*REQUÊTE*
Renvoyez chaque ligne ci-dessous qui contient le mot « sign », sans la modifier.

Éléments de données

******************************

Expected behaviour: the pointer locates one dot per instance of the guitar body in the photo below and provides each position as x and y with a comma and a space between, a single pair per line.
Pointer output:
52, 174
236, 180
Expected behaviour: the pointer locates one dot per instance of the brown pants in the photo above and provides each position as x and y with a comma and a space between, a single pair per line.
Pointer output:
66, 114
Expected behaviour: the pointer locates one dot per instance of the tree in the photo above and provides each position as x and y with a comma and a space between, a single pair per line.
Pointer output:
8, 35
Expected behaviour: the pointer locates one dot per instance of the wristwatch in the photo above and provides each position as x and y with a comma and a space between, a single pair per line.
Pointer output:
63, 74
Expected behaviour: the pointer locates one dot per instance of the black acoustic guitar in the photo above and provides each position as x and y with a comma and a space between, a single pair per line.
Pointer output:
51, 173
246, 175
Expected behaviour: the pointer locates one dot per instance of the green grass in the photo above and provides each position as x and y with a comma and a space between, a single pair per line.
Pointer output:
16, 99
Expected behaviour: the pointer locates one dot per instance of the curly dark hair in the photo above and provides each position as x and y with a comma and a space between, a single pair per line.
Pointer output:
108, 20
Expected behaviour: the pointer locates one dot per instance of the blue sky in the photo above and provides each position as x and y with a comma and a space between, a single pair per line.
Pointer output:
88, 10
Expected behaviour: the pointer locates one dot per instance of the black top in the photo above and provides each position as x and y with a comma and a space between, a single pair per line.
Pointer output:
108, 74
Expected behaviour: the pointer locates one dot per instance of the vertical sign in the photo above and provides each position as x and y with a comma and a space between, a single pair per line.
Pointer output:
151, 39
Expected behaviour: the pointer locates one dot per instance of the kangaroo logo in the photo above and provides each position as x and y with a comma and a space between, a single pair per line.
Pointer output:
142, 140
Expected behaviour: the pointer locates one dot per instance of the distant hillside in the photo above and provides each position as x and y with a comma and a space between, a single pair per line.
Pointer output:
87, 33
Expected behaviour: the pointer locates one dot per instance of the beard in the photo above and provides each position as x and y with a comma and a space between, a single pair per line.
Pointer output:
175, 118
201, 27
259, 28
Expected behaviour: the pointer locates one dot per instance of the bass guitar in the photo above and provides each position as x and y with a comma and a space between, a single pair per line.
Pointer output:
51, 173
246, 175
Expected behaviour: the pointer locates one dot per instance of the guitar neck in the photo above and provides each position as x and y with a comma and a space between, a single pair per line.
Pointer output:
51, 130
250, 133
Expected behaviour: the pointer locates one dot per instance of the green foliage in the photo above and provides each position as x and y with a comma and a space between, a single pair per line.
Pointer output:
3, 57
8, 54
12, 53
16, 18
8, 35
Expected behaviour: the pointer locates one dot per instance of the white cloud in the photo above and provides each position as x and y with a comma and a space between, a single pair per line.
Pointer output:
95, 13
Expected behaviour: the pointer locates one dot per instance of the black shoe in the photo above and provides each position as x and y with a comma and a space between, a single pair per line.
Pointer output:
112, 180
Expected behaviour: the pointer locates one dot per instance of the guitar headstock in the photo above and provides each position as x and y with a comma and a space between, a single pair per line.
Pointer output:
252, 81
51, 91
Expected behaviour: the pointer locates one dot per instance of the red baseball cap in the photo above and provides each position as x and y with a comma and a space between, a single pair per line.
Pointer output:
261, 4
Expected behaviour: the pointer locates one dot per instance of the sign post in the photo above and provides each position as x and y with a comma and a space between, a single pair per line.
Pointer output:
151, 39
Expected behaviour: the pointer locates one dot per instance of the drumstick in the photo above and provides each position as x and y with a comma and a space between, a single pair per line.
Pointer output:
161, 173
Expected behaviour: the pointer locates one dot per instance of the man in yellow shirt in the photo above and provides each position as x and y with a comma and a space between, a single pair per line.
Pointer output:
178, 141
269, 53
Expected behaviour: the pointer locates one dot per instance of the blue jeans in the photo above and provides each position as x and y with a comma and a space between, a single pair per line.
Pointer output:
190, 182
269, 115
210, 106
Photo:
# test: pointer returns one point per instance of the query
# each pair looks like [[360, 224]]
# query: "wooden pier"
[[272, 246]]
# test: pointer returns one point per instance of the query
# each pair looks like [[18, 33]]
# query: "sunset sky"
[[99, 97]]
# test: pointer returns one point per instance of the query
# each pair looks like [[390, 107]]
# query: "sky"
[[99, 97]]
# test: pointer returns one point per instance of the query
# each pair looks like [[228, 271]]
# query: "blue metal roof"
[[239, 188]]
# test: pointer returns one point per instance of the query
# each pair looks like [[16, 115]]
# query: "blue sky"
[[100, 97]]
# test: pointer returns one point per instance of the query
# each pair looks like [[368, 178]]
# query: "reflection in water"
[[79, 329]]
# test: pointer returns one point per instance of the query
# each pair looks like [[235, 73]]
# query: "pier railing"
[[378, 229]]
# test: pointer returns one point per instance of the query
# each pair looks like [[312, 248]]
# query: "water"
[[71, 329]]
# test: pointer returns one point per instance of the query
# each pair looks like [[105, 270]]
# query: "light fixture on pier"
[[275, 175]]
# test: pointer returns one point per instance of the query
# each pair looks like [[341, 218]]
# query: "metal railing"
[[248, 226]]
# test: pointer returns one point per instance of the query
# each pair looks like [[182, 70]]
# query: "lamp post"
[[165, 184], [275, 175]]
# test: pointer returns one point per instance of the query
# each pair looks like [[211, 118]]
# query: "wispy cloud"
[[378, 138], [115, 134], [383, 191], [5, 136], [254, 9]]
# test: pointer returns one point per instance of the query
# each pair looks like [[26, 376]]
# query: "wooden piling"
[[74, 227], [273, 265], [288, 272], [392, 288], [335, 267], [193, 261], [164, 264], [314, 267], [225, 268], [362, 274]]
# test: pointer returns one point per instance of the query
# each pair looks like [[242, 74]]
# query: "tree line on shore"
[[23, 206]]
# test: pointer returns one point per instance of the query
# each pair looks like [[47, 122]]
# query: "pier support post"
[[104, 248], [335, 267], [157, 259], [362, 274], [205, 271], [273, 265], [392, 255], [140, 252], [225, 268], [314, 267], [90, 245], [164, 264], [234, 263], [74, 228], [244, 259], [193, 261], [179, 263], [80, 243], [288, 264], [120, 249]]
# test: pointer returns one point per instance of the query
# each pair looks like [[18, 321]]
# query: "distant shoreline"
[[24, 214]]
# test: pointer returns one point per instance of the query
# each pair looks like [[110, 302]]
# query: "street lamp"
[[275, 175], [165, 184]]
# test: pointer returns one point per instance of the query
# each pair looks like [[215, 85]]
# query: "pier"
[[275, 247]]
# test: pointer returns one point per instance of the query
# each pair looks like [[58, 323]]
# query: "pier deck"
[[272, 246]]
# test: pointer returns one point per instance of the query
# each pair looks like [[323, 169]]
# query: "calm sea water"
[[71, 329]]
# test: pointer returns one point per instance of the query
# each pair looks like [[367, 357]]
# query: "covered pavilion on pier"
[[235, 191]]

******************************

*RÉSULTAT FINAL*
Expected behaviour: the pointer locates one dot per instance of the vertical sign in the photo above and provides each position as x and y with a comma and a space between, a single pair per line.
Expected behaviour: the pointer locates one dot per instance of the sign post in the photo above and provides each position as x and y with a comma and a space between, a single pair per line.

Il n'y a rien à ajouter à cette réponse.